[Begin Entries supplied]
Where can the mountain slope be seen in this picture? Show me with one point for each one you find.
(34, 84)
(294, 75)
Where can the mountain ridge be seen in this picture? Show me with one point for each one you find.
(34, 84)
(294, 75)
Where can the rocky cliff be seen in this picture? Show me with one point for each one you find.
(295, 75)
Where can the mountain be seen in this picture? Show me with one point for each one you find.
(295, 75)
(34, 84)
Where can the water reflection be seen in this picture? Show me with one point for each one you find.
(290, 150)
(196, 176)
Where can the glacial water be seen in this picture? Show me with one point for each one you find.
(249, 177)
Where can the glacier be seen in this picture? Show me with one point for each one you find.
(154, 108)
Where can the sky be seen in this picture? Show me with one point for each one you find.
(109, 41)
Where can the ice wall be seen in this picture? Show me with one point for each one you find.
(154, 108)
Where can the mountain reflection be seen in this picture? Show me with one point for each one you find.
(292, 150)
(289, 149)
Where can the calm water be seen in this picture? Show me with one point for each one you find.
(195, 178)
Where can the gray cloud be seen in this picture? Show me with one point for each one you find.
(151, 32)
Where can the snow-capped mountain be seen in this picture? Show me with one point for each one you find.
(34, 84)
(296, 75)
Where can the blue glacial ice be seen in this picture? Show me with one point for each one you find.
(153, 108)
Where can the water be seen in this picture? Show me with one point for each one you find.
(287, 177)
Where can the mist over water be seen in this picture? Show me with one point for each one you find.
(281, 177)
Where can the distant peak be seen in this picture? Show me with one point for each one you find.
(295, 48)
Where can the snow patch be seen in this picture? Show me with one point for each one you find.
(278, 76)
[End Entries supplied]
[Begin Entries supplied]
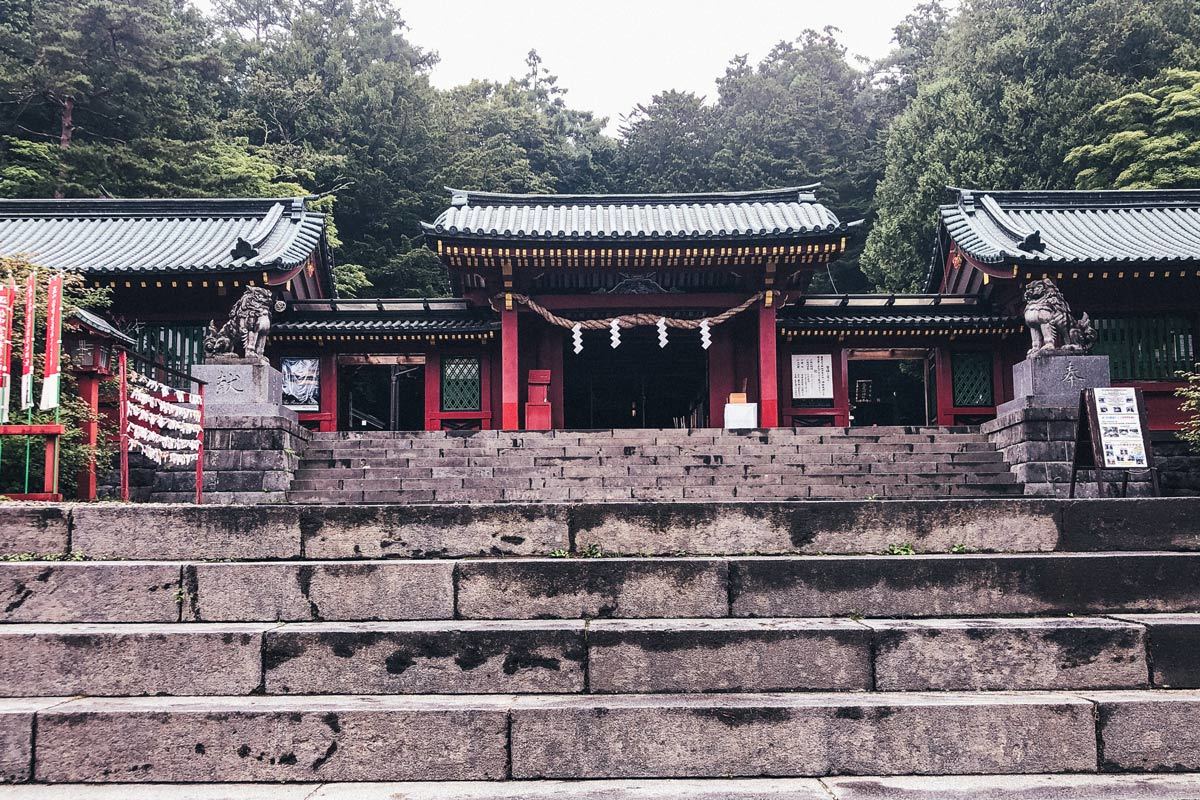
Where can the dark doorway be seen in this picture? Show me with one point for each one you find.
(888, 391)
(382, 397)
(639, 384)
[End Entries supplied]
[Begin Entries supplied]
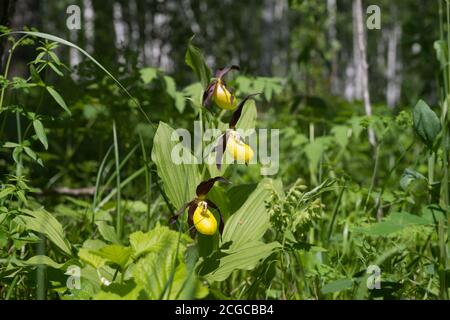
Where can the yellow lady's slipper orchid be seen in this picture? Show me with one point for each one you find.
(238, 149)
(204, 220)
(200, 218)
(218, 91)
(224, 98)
[End Entries supplied]
→ **Given request**: Filter the listing above and copy out every line that contains the word "snow".

→ **In response**:
Where can the snow-capped mountain be seen in this picture? Show me with one point for each one you find.
Where can the snow patch be seen in this picture? Show me with one point for each one you find.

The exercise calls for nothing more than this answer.